*** Opening of Input for this task ***

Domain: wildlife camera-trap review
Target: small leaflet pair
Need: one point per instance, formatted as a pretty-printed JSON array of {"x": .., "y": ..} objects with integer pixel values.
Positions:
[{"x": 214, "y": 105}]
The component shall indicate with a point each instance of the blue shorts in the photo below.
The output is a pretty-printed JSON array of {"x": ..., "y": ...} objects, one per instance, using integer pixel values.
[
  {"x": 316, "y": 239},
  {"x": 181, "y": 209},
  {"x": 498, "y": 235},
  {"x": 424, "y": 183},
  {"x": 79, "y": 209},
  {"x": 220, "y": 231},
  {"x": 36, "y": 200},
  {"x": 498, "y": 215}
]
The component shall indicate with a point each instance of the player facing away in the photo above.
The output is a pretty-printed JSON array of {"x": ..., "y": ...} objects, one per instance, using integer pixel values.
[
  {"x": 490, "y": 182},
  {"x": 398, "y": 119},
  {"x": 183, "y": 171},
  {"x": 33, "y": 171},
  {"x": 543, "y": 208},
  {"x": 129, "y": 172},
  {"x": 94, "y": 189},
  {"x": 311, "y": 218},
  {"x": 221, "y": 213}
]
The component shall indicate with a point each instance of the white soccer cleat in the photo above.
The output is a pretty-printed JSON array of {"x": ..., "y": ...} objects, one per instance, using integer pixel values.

*** Close of Input for this task ***

# What you need to do
Output each entry precisely as given.

# Task answer
Domain: wildlife camera-trap review
Target: small leaflet pair
Need: one point per instance, formatted as a pretty-printed JSON array of {"x": .., "y": ..} objects with integer pixel values.
Positions:
[{"x": 214, "y": 105}]
The component shall indicate with a point each instance of the blue shorts in the photo below.
The output is a pretty-printed JSON array of {"x": ..., "y": ...} objects, one per instance, using integer pixel values.
[
  {"x": 316, "y": 239},
  {"x": 181, "y": 209},
  {"x": 498, "y": 235},
  {"x": 424, "y": 183},
  {"x": 79, "y": 209},
  {"x": 220, "y": 231},
  {"x": 36, "y": 200},
  {"x": 498, "y": 215}
]
The component shall indicate with a point each instance of the player facing away in the photo above.
The output is a pretty-printed JSON array of {"x": ..., "y": ...} objects, one per instance, using integer pixel values.
[
  {"x": 490, "y": 182},
  {"x": 398, "y": 119},
  {"x": 183, "y": 171},
  {"x": 33, "y": 171},
  {"x": 543, "y": 208},
  {"x": 129, "y": 172},
  {"x": 94, "y": 189},
  {"x": 311, "y": 218},
  {"x": 221, "y": 213}
]
The component shall indicate with a point each instance of the white soccer cleat in the photo above.
The output is a pretty-printed JSON array of {"x": ..., "y": ...} objects, one per instance, using integer pixel values.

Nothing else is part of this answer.